── SOURCE TEXT

Sure the government system sucks, but the reason we *know* it sucks is largely due to the transparency it has. Other systems suck too, but you may not know how much they suck if there's no means to impose some transparency of the processes. "Voting with your dollars," just won't do it.
What if someone is totally innocent, has a bunch of different encryption programs and passphrases, and is raided by law enforcement.
What if they cannot recall every single passphrase? If they forget just one, are they going to jail until they can remember?
Potentially yes they are.
Think about that, I've got PCs sitting around from years back. I've used different password systems over time, and often I cannot remember very old passwords. If I were living in the UK and were to get raided (I have no reason to, I don't even download TV shows or have MP3, just OGGs of stuff I own, so move along), I'd be sitting in jail, I suppose.
You suppose right.
What if, because you cannot recall a password, you reformat a hard drive? Then they find the drive and want the password because they can recover the data?
You are SOL, unless you can prove your innocence.
That is one of the problems with this law. You have to prove that you are innocent and have forgotten your passphrase or key.
Kinda tricky.
What if someone send you an email with an encrypted content (whatever the method), and you don't legitimately have the means to decrypt it? Sounds like a great way to set up a suspected criminal. "Yes, we see you have several emails in your trash with encrypted contents. Tell us how to decrypt it or you're going to rot in jail."
See previous comments.
How about amnesia?

────

● **TASK LIST**:
1 > Check each statement against the encryption-law discussion and answer yes or no, quoting the words that decide it: (a) The writer often can't recall very old passwords. (b) The writer downloads TV shows. (c) Under this law, a person has to prove they are innocent.
2 > Rewrite the encryption-law discussion from "Kinda tricky." to "See previous comments.", switching "trash" to "inbox".
3 > Carry on the encryption-law discussion from the point where it stops.

── INFORMATION SUPPLIED

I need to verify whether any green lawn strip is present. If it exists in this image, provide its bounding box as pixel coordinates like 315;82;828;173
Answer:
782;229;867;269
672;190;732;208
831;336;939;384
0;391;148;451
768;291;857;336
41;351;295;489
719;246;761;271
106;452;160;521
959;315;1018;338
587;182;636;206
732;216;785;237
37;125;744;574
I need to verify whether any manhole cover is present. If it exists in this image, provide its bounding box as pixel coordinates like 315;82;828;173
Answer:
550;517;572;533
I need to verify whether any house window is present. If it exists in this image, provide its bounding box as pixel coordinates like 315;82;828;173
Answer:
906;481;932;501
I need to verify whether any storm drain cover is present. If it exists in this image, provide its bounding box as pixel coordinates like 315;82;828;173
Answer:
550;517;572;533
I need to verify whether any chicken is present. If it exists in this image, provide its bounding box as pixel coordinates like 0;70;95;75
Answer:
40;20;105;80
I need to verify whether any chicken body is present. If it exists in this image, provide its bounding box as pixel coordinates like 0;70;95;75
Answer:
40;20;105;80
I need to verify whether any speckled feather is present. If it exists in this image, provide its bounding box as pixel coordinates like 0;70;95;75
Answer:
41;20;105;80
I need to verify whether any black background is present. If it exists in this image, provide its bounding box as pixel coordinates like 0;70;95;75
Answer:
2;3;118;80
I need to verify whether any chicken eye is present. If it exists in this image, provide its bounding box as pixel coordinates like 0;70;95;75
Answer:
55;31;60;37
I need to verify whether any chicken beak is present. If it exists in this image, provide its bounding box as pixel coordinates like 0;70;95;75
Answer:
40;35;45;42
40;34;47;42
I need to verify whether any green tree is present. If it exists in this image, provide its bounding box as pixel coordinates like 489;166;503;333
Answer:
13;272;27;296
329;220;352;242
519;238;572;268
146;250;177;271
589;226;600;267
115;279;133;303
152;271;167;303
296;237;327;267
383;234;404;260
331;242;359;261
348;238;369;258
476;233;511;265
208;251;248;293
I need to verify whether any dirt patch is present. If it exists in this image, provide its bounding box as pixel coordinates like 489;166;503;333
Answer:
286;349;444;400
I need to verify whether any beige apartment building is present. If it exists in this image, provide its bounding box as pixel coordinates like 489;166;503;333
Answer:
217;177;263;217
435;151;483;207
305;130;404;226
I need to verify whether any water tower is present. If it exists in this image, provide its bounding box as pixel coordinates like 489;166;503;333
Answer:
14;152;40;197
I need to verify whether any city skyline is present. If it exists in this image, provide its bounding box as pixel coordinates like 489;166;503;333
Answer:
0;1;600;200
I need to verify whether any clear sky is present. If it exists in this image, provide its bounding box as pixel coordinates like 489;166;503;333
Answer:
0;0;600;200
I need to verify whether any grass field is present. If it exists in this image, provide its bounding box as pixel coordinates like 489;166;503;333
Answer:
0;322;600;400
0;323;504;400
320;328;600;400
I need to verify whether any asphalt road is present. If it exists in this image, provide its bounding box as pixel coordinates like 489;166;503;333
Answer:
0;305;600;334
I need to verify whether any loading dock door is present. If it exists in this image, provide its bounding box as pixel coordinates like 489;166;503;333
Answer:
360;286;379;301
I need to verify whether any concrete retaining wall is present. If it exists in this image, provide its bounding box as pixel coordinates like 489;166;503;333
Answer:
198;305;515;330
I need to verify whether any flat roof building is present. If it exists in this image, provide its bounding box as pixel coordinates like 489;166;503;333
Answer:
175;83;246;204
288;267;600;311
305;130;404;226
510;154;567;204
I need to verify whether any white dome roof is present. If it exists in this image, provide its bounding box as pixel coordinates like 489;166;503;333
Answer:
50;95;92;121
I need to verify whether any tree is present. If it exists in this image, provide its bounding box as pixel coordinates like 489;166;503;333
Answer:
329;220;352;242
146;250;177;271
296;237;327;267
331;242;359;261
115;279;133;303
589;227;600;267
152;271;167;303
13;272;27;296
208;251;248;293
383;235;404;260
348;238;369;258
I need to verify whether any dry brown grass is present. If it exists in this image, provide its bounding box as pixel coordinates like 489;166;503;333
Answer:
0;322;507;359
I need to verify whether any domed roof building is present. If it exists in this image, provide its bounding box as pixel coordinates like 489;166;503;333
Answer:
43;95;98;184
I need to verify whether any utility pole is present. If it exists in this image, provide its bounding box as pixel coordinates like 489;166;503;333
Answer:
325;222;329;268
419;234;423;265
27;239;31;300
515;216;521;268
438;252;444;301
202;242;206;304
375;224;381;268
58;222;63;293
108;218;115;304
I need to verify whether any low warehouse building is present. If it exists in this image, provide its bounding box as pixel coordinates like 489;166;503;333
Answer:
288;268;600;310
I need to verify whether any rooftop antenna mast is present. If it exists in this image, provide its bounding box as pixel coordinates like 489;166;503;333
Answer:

────

● **RESPONSES**:
1 >
(a) Yes: "often I cannot remember very old passwords"
(b) No: "I don't even download TV shows"
(c) Yes: "You have to prove that you are innocent and have forgotten your passphrase or key."

2 >
Kinda tricky.
What if someone send you an email with an encrypted content (whatever the method), and you don't legitimately have the means to decrypt it? Sounds like a great way to set up a suspected criminal. "Yes, we see you have several emails in your inbox with encrypted contents. Tell us how to decrypt it or you're going to rot in jail."
See previous comments.

3 >
Prove it, or you are going to become a guest of Her Majesty's Government.
Then all a real criminal has to do is play ignorant.
And end up inside for a couple of years. Remember, you have to prove you are innocent. If you refuse to hand over the keys - automatic jail time. After that and they ask you again - Refuse again, back inside for another term.
If the keys did not exist, as per your example with dodgy e-mails, and obviously you couldn't hand the keys over - Jail time unless you can prove they didn't exist.
Trying to associate Microsoft with "fun" is like trying to associate Satan with aromatherapy. -Tycho
This achieves nothing, other than piss innocent people off.
Oh, I'm *sure* a terrorist who is plotting a terrorism event will stop and think, "Oh, fuck - I'd better submit my private encryption key to the US/UK government, or they'll send me an angry letter!".
This law smacks of being formulated by someone who has no fucking clue as to how easily configured and commonplace encryption is...
smash.
I run: Windows, OS X, Linux, FreeBSD. Just because you have a hammer, doesn't mean everything is a nail.
You don't get it. Government is the big bad ooky thing that tells us all what to do and takes our money. In Anarchy, we don't have that. We have a bunch of individuals who, um, organize themselves into groups and decide, errr, how to distribute resources, and how to enforce that distribution, and what to do about the Bad People and stuff like that. That's not government, see, because it's different. It's only because of your Statist indoctrination that you can't see the difference.
I consider myself an Anarcho-Syndicalist, but man! the twists of logic that some Anarchists go through... Talk about indoctrination. Anarchism is a form of Government, and if you can't see that, you really need to read a little more.
"Oh, but spun, Anarchists don't Initiate Force (you can hear the capitals when they talk, can't you?)" you say, "We don't force people to do anything!"
Oh really? You don't force them to respect your property rights and conflict resolution system?
"Oh, but that's not Initiation of Force! That's Retaliatory Force! They started it!"
Yeah, sure. "They started it" is the favorite excuse of tyrants everywhere. What about my right to go anywhere I want and use any natural resource I want? Why should I respect your supposed "right" to take that away from me? If you weren't here, I could use the land you claim as your own.
Basically, the parent post is correct, anytime you have more than one person, that is political science. Discussion of things such as property rights, conflict resolution, decision making systems, etc. THAT IS GOVERNMENT!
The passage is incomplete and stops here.